Aim: Can you reproduce the patent text word for word, starting at "TECHNICAL FIELD" and ending at "focus on surfing."?

Provided passage:

US20200339231A1

US20200339231A1 - Hydro-Fins for Increasing Maneuverability and Speed

Info

Publication number: US20200339231A1
Application number: US16/397,013
Authority: US
Inventors: Jean-Michel Dhainaut
Original assignee: Jean-Michel Dhainaut
Current assignee: Dhainaut Jean Michel
Priority date: 2019-04-29
Filing date: 2019-04-29
Publication date: 2020-10-29

Abstract

The fields of application of the present invention is within the industry related to the manufacturing of nautical/marine and sport equipment, and more precisely to the field of fins design for any type of board within a fluid environment. The novelties of the Spinfins, compared to traditional fin designs, are: (i) the curvature in the vertical direction permits the fin to have sufficient surface exposed to the fluid to ensure directional control but its lower height yields to a lower drag in the direction of the motion and consequently is faster than traditional fins; and (ii) the angle of twist in the vertical direction of the fin permits to modify the leading and trailing edges angles relative to the flow resulting in a more uniform pressure on the concave surface of the fin. The more uniform pressure on the concave surface makes the force exerted by the fin more efficient throughout a turn.

Description

SPECIFICATION

This product is related to the fin design used in hydro-sports for control, steering and stability of any type of board, and does not include any fin designed used in any rotatory mechanism utilized for propulsion to generate work or power. The innovative fin designed includes a curvature (not straight) to increase surface exposed to the fluid and a twist, may or may not be present, to ensure a more uniform pressure throughout the fin's surface. These modifications represent an innovation in the actual state of the hydro-sports fin design and would be described in detail in this document. The main contribution of these modifications is to greatly increase the maneuverability and speed as compared to traditional fins. This invention applies to any type of board that it is used to slide on the water. The primary sports of application of these products are in surfing, SPS, wake, water skiing, windsurf and kite surfing.

TECHNICAL FIELD

In the rest of this document the Hydro-Fins would be referred as Spinfins. This application claims the benefit of the Spinfins as to compare to traditional fin designs. The benefit would be presented using kinematics, kinetics and computational fluid dynamics along with the physics involved in hydro-dynamics activities. Even though, the basic principles apply to almost any water sport involving a board equipped with fin(s), the analysis and discussion herein will focus on surfing.
The fields of application of the present invention is within the industry related to the manufacturing of nautical and sport equipment, and more precisely to the field of fins design for any type of board within a liquid environment.

Dataset:
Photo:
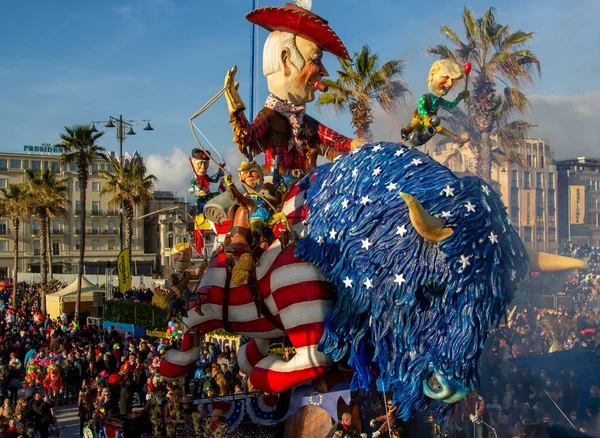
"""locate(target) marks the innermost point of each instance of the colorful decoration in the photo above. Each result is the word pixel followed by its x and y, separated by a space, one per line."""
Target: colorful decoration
pixel 425 252
pixel 425 121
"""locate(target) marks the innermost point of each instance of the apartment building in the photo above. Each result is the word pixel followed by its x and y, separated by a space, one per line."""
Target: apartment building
pixel 528 190
pixel 102 222
pixel 579 192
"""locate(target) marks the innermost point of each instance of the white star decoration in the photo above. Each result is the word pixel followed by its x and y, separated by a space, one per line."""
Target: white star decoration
pixel 399 279
pixel 448 191
pixel 464 261
pixel 366 244
pixel 401 230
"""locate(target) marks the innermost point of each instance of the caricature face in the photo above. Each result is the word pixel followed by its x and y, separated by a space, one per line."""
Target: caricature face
pixel 200 166
pixel 182 260
pixel 292 84
pixel 440 83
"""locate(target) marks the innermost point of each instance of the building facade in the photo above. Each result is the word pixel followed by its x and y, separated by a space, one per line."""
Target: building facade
pixel 102 223
pixel 579 191
pixel 528 191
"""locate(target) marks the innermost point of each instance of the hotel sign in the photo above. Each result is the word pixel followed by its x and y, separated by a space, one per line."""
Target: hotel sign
pixel 44 147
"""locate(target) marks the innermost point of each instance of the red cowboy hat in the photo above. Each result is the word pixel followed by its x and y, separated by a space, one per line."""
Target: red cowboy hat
pixel 301 22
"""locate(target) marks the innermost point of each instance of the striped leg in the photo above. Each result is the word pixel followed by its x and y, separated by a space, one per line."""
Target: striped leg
pixel 252 353
pixel 303 306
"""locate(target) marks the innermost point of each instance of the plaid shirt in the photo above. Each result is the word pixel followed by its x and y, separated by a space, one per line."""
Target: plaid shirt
pixel 288 158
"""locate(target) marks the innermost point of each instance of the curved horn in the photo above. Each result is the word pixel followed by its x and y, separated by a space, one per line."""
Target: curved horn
pixel 429 227
pixel 543 261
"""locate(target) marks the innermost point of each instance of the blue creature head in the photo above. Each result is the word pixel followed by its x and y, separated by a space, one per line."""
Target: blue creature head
pixel 424 264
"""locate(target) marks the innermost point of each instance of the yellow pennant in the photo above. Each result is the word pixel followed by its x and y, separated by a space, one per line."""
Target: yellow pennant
pixel 124 270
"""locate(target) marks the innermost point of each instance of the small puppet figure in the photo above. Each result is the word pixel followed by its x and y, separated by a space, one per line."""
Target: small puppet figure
pixel 200 185
pixel 425 123
pixel 178 281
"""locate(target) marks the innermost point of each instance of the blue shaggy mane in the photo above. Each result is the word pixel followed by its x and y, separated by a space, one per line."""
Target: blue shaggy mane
pixel 384 318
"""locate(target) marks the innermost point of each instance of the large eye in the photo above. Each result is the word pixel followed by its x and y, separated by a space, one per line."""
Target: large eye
pixel 438 388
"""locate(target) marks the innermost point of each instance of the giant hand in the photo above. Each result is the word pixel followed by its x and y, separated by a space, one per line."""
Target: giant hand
pixel 234 101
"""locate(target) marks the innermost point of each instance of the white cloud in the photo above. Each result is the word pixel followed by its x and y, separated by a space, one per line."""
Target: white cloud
pixel 568 122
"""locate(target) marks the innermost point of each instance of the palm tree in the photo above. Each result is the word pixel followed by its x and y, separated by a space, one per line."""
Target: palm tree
pixel 48 194
pixel 360 85
pixel 16 205
pixel 499 57
pixel 129 186
pixel 79 143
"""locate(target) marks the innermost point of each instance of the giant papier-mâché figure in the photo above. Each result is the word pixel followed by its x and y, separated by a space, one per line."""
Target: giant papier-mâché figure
pixel 292 64
pixel 425 123
pixel 401 271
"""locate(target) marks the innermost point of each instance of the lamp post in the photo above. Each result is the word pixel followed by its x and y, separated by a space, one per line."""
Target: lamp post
pixel 121 125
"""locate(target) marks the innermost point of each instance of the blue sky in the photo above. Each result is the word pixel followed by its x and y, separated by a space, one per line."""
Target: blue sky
pixel 70 62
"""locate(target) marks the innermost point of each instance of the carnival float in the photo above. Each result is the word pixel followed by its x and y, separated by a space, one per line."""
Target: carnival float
pixel 383 269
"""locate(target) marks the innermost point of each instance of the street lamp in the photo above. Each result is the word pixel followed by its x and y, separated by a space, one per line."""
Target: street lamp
pixel 121 125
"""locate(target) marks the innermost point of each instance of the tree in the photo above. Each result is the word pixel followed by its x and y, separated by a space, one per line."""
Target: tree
pixel 79 143
pixel 498 56
pixel 360 85
pixel 48 195
pixel 17 206
pixel 129 186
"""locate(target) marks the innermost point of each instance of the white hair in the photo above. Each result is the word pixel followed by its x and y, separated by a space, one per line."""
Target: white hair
pixel 276 43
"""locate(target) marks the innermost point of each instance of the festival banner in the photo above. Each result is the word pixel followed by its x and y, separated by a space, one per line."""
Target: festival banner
pixel 577 205
pixel 124 270
pixel 527 208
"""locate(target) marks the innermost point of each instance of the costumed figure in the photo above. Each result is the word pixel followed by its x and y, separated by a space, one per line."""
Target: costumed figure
pixel 34 376
pixel 425 123
pixel 177 283
pixel 385 422
pixel 292 63
pixel 53 383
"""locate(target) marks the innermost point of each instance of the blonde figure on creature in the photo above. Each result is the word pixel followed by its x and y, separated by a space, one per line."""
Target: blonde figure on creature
pixel 292 64
pixel 443 75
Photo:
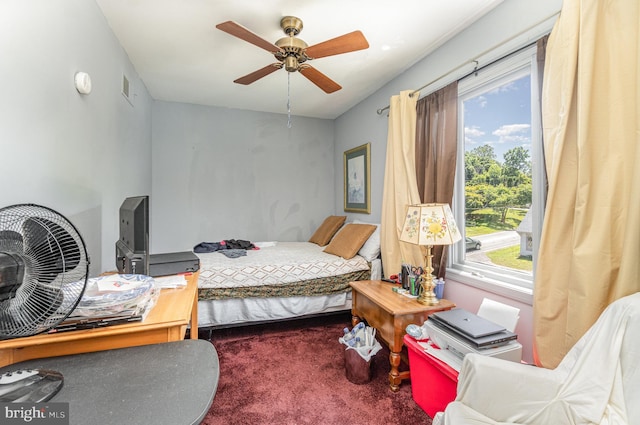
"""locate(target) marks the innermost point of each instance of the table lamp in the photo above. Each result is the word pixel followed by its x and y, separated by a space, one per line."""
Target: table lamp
pixel 427 225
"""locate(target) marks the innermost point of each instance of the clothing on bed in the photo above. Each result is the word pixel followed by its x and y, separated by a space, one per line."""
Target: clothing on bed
pixel 223 245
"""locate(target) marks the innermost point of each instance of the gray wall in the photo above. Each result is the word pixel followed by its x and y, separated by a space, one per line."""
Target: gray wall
pixel 78 154
pixel 231 174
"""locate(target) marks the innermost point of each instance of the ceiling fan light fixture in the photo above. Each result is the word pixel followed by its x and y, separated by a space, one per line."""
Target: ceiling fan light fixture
pixel 291 64
pixel 291 25
pixel 293 53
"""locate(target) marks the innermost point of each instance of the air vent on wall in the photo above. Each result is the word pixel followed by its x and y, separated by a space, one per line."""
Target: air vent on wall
pixel 125 88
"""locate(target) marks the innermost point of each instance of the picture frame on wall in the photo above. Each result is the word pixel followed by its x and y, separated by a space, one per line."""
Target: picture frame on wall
pixel 357 179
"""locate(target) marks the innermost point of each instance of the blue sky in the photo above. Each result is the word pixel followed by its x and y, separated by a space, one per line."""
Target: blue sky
pixel 500 117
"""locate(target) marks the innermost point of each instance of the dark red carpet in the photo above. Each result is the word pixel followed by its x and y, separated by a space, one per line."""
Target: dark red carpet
pixel 293 373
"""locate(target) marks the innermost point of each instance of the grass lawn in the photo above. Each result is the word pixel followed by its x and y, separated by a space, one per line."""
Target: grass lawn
pixel 510 257
pixel 487 220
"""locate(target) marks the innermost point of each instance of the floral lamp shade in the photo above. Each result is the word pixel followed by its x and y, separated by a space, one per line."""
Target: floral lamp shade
pixel 430 224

Solution to this problem:
TECHNICAL FIELD

In the rest of this document the Hydro-Fins would be referred as Spinfins. This application claims the benefit of the Spinfins as to compare to traditional fin designs. The benefit would be presented using kinematics, kinetics and computational fluid dynamics along with the physics involved in hydro-dynamics activities. Even though, the basic principles apply to almost any water sport involving a board equipped with fin(s), the analysis and discussion herein will focus on surfing.